**Task statement:**
Please find each line in the items below that contains the word "blue" and copy those lines.

**Input:**
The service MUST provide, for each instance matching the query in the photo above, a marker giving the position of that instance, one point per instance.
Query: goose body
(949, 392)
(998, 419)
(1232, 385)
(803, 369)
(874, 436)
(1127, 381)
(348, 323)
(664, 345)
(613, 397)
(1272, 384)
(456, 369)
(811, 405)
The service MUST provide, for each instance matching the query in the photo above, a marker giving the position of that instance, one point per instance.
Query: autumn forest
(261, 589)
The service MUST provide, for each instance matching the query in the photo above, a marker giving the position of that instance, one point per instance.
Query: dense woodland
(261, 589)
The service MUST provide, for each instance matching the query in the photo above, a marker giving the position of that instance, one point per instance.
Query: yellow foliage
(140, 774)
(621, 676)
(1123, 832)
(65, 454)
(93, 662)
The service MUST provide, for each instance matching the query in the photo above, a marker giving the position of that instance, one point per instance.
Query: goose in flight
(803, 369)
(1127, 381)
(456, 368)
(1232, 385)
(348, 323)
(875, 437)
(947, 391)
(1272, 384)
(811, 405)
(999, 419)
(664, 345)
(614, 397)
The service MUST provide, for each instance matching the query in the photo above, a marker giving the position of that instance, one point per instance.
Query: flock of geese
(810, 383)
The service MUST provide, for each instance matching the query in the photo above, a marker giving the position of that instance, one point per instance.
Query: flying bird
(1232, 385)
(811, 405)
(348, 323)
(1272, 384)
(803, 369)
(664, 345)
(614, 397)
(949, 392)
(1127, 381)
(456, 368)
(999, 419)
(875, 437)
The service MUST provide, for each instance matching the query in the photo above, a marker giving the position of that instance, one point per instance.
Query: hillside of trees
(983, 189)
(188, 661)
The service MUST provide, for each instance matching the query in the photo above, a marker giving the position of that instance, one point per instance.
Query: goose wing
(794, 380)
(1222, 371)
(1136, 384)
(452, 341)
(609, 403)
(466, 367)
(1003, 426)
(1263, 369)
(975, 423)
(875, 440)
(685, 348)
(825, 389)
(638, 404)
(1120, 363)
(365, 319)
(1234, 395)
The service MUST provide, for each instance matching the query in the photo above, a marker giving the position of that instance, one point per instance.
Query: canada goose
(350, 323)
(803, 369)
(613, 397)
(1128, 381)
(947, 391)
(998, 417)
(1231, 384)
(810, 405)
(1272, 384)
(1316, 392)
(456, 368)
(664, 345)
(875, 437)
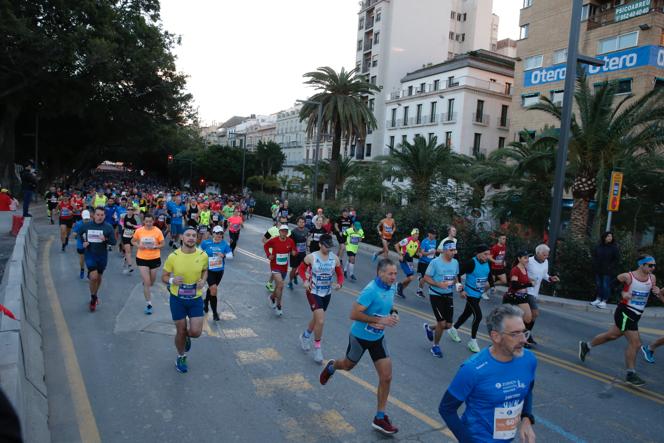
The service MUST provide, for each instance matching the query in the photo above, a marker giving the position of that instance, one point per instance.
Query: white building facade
(464, 102)
(399, 36)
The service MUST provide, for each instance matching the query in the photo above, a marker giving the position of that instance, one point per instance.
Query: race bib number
(282, 259)
(95, 235)
(506, 421)
(187, 291)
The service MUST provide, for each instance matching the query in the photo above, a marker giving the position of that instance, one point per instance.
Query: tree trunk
(334, 164)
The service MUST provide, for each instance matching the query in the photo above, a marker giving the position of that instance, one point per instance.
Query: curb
(22, 375)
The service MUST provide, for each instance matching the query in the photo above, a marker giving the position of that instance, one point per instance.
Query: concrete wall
(21, 354)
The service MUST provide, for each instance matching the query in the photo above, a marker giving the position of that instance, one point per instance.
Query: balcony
(481, 119)
(606, 15)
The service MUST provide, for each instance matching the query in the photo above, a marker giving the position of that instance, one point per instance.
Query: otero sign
(615, 61)
(631, 10)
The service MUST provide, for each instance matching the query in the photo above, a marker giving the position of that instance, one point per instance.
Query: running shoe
(384, 426)
(326, 373)
(181, 364)
(428, 331)
(583, 350)
(305, 343)
(633, 379)
(318, 355)
(473, 346)
(648, 355)
(454, 335)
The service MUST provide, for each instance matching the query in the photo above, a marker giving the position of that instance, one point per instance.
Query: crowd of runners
(203, 230)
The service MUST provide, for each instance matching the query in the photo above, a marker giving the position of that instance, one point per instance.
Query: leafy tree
(346, 114)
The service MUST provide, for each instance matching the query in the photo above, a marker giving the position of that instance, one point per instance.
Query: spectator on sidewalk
(605, 263)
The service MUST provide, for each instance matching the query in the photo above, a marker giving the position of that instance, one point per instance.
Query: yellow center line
(87, 425)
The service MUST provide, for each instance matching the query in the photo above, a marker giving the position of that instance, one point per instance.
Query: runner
(386, 230)
(476, 271)
(637, 286)
(148, 240)
(354, 235)
(96, 235)
(185, 271)
(496, 385)
(277, 250)
(85, 217)
(131, 223)
(372, 312)
(407, 249)
(300, 235)
(428, 253)
(497, 264)
(218, 251)
(441, 275)
(235, 224)
(538, 270)
(316, 271)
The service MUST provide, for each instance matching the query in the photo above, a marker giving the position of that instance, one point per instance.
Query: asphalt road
(111, 375)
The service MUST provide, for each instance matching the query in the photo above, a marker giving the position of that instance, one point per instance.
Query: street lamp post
(318, 134)
(573, 57)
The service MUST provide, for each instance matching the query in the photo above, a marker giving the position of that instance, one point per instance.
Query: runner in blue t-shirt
(428, 251)
(218, 250)
(442, 275)
(496, 385)
(372, 312)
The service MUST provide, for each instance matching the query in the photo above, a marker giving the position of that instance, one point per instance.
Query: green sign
(631, 10)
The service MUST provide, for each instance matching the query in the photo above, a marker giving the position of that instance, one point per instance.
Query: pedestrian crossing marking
(238, 333)
(260, 355)
(334, 423)
(266, 387)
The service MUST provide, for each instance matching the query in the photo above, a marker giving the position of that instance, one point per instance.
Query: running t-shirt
(188, 266)
(281, 251)
(212, 249)
(148, 238)
(494, 393)
(440, 270)
(378, 298)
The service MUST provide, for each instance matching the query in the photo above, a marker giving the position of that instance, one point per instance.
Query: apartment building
(627, 35)
(399, 36)
(464, 102)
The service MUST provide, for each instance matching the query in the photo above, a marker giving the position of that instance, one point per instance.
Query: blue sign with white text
(615, 61)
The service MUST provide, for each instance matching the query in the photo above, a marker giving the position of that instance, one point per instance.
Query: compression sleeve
(340, 275)
(448, 411)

**Solution to the exercise:**
Query: runner in blue t-shirt
Query: blue sign with white text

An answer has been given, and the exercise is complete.